What needs to be done
Wherever "blue" turns up in the entries, copy out the line that holds it.
****
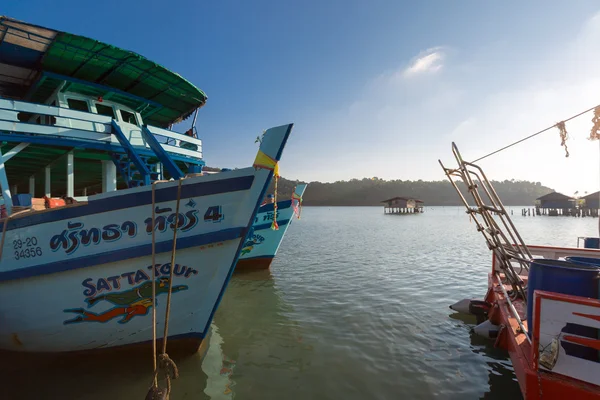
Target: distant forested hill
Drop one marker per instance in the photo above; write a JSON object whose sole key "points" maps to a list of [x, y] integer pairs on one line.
{"points": [[370, 192]]}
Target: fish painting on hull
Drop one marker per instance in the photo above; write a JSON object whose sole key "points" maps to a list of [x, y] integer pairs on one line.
{"points": [[128, 303]]}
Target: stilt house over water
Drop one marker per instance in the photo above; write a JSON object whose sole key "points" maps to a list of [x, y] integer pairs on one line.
{"points": [[402, 205], [554, 204]]}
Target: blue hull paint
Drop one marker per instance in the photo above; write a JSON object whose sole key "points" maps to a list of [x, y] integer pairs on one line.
{"points": [[263, 242], [68, 303], [132, 198]]}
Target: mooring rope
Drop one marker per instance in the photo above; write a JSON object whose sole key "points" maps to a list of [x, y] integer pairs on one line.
{"points": [[155, 382], [164, 361], [557, 125]]}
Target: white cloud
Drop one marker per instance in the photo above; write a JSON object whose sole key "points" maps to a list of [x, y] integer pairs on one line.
{"points": [[429, 61], [400, 126]]}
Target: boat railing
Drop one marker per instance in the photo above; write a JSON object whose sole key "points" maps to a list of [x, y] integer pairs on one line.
{"points": [[50, 122], [565, 336], [554, 253]]}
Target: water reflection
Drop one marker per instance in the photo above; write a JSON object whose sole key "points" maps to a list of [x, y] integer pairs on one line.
{"points": [[258, 332], [501, 378]]}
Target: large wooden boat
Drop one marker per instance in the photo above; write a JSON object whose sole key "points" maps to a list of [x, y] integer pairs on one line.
{"points": [[95, 182]]}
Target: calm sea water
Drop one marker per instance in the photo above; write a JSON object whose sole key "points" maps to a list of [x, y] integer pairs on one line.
{"points": [[355, 307]]}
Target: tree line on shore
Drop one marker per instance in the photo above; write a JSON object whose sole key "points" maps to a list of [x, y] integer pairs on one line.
{"points": [[372, 191]]}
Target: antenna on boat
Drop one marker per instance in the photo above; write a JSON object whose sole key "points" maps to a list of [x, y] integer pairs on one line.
{"points": [[501, 235]]}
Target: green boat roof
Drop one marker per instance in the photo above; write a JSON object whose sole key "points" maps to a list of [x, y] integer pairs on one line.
{"points": [[35, 61]]}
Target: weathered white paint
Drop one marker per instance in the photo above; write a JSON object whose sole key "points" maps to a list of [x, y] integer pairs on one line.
{"points": [[265, 242], [65, 292], [86, 125]]}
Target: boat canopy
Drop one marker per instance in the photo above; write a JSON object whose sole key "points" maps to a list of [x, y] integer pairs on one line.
{"points": [[35, 62]]}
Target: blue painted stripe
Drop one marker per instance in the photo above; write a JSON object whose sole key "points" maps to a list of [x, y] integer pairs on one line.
{"points": [[262, 227], [122, 254], [281, 205], [162, 155], [258, 258], [128, 200], [250, 222], [133, 155]]}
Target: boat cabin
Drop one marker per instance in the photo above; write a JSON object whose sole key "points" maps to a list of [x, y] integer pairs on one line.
{"points": [[80, 117]]}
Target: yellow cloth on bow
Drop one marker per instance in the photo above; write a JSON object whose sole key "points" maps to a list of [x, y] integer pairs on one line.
{"points": [[264, 161]]}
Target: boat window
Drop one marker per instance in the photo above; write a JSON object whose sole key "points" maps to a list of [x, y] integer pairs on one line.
{"points": [[105, 110], [128, 117], [79, 105]]}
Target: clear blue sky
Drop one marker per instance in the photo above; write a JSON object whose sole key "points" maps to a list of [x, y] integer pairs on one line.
{"points": [[375, 88]]}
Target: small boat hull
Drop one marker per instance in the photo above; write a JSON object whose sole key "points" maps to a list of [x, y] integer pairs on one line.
{"points": [[263, 242]]}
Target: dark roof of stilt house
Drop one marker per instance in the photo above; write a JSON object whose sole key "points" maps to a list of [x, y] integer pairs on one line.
{"points": [[554, 196], [593, 196], [555, 200], [592, 200], [402, 198]]}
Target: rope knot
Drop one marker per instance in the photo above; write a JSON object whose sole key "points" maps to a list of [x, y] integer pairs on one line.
{"points": [[168, 365]]}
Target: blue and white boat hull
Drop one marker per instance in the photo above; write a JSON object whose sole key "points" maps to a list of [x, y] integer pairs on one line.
{"points": [[263, 242], [79, 278]]}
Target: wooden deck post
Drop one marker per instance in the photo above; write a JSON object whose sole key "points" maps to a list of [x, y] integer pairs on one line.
{"points": [[109, 176], [48, 177], [70, 175]]}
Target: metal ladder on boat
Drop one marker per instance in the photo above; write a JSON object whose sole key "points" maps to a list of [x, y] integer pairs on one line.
{"points": [[500, 234]]}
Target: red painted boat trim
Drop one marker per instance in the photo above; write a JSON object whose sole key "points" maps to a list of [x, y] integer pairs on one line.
{"points": [[534, 385]]}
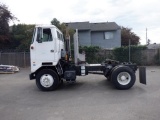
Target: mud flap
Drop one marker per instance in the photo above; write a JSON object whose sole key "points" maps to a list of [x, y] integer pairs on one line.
{"points": [[142, 75]]}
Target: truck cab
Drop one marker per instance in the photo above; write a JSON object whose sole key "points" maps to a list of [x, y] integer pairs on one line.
{"points": [[46, 47]]}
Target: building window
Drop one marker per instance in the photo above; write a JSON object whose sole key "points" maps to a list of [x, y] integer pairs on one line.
{"points": [[108, 35]]}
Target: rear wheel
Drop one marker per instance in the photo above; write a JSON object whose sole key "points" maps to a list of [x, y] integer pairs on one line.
{"points": [[123, 77], [47, 80]]}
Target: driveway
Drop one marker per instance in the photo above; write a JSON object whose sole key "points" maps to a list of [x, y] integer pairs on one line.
{"points": [[91, 98]]}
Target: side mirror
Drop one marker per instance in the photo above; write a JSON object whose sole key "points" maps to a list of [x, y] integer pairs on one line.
{"points": [[40, 35]]}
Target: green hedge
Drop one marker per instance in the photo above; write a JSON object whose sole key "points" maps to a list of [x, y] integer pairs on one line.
{"points": [[122, 54]]}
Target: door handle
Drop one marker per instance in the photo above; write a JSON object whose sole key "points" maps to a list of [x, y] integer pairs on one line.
{"points": [[52, 50]]}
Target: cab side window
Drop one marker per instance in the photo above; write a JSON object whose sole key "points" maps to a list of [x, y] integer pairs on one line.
{"points": [[47, 36]]}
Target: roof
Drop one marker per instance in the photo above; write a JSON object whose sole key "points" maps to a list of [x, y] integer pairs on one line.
{"points": [[153, 46], [93, 26]]}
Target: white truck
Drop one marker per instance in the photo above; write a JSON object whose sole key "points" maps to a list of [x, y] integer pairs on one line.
{"points": [[50, 63]]}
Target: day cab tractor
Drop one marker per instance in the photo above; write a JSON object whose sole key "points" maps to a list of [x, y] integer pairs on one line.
{"points": [[51, 64]]}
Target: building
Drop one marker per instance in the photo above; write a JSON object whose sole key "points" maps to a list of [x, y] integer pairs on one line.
{"points": [[106, 35]]}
****
Result
Target: blue hull paint
Target: blue painted stripe
Target: clear blue sky
Target: blue and white boat hull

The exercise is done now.